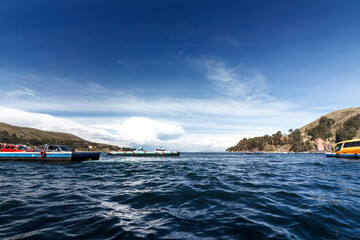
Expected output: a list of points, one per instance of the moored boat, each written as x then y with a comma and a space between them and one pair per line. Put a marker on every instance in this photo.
46, 155
140, 152
346, 149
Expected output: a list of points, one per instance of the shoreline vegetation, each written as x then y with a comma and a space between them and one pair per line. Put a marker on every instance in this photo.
318, 136
33, 137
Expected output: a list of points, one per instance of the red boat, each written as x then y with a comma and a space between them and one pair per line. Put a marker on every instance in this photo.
16, 148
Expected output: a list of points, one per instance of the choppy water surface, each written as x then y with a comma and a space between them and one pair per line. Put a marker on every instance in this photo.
196, 196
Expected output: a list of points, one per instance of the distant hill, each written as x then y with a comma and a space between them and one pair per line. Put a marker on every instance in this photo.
318, 135
340, 116
35, 137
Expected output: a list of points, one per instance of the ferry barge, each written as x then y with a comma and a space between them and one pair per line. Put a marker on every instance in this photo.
346, 149
158, 152
46, 153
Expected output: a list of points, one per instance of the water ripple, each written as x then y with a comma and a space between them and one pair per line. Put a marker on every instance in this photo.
196, 196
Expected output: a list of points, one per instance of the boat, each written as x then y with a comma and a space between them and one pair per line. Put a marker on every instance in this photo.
46, 154
140, 152
254, 153
346, 149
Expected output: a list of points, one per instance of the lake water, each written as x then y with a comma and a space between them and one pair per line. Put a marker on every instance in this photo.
195, 196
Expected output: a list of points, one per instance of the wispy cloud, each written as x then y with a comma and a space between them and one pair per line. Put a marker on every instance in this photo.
20, 92
232, 82
29, 92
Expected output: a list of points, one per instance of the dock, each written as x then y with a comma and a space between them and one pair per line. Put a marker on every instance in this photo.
65, 157
145, 154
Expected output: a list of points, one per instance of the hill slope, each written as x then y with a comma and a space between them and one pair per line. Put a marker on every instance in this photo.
340, 116
35, 137
32, 133
318, 135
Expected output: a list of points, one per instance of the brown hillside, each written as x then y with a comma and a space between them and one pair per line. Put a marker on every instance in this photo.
340, 116
35, 137
32, 133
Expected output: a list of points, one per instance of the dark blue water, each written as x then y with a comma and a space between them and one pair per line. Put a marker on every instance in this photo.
196, 196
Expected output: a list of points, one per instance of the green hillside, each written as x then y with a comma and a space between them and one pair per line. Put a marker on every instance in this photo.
333, 127
34, 137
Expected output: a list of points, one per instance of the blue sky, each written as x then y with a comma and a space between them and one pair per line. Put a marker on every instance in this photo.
192, 75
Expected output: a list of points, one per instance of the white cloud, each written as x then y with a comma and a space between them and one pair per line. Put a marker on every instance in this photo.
20, 92
142, 131
133, 131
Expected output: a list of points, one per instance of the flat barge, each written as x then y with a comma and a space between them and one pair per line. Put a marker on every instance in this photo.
43, 156
145, 154
343, 155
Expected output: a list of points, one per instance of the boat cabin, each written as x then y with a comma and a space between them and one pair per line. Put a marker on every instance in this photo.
351, 146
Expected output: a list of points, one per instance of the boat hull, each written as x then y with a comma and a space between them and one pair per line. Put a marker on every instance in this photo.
343, 155
144, 154
49, 156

• • •

Goal of the exercise:
Change every occurrence of "Put a marker" in the material above to "Place a point" and reproduce the material with everything else unchanged. Leave the pictures out of your version.

Problem solution:
Expected output: a list of points, one per instance of the moored boat, each written as x then y with a comma and a space between them and one pair per line. Place a point on every instance in this photo.
46, 155
140, 152
346, 149
Expected output: a list of points, one per instance of the shoreline vegetation, each written as x then y with a comma and a space between them and one pair per line. Place a point on every instance in this photo.
318, 136
33, 137
Expected output: a list of points, one per instance of the red boat, each written as x then y with a comma and a space between them and one pair per line. Place a point on every instance in this photo.
16, 148
Expected output: a list of points, one per instance of the choppy water surface, each written as x then y with a comma and a space between them and one pair per line. Place a point on every instance in this photo.
196, 196
Expected output: a list of points, one per instance of the distant hill, each written as x then y with a comma and a space between them and one pair per line. Place a point on every instance in this photo.
318, 135
340, 116
35, 137
Expected output: a list of points, one per instance of the ferry barge, each written as x then y with a comma and a space between them and one pair per line. Place a point on every instance in this photo.
346, 149
158, 152
46, 153
Expected output: a list of points, one per instance of the water ripple, each written as x then y with a comma and a space between them and one pair per line. Place a point on every instance in this photo.
196, 196
Expected output: a list of points, one per instance of the boat, each written as x then y with a comma and a space between them and one pair per line. Place a point on every instance in this photo.
46, 154
140, 152
254, 153
346, 149
Expected output: a list of points, one per instance of the lake water, each written as x then y with a comma and a space between them and one pair per line. Place a point on every instance in this photo.
195, 196
Expected output: a list of points, one per instance of the wispy cloud, each written as x then y with a comma and a space between them and one pair per line. Place a point on every instance in this photo.
20, 92
232, 82
29, 92
Expected output: a list of points, one per instance of the dock, each written as x then y with a comma and a space between them and one pair per line. Place a point on every instance in this photo.
65, 157
145, 154
Expected output: a list of points, one per instance of the hill slope, each written as x then y with a comma and a space between them and one pair per line. Place a point on every instance in this photo.
340, 116
35, 137
32, 133
318, 135
Expected output: a list of points, one per instance of the brown hillside, each written as x then y with a comma and a space between them and one pair per line. Place a point on every instance in this photo.
340, 116
35, 137
32, 133
Expected output: a list of points, one per instance of the dark blue water, each written as x then y with a comma and a space between them and one pair per line. Place a point on every instance in this photo.
196, 196
Expected output: a list of points, one per instance of the green hillside, each written as x then y with a comma and a space between them and one pair per line. Place a point on every instance in this photo.
333, 127
34, 137
Expected output: a list of points, one per instance of the blue sky, each written as x then y with a comma and a space between them and one pair per line. Place a point on every instance in this photo.
192, 75
Expected output: a list of points, one per instance of the white cloud, each written as x then y with a comma and a space between them and one pair per line. Place a point on every instance in this photo.
20, 92
142, 131
133, 131
Expected output: a list of points, one per instance of the flat barge, each written as x then y with a comma and a space between them and one pair per line. Place a point on every instance in this photo.
43, 156
145, 154
343, 155
Expected output: a list of points, one per instance of the boat cabin, each written as x then y with a comma and a space between them and one pair per line. Place a point on every instance in this photo.
351, 146
Expected output: a list of points, one per instance of the boat hull, each written as x then y with a comma and a space between them and one pair per line. Place a point on every instance in this photo.
343, 155
144, 154
49, 156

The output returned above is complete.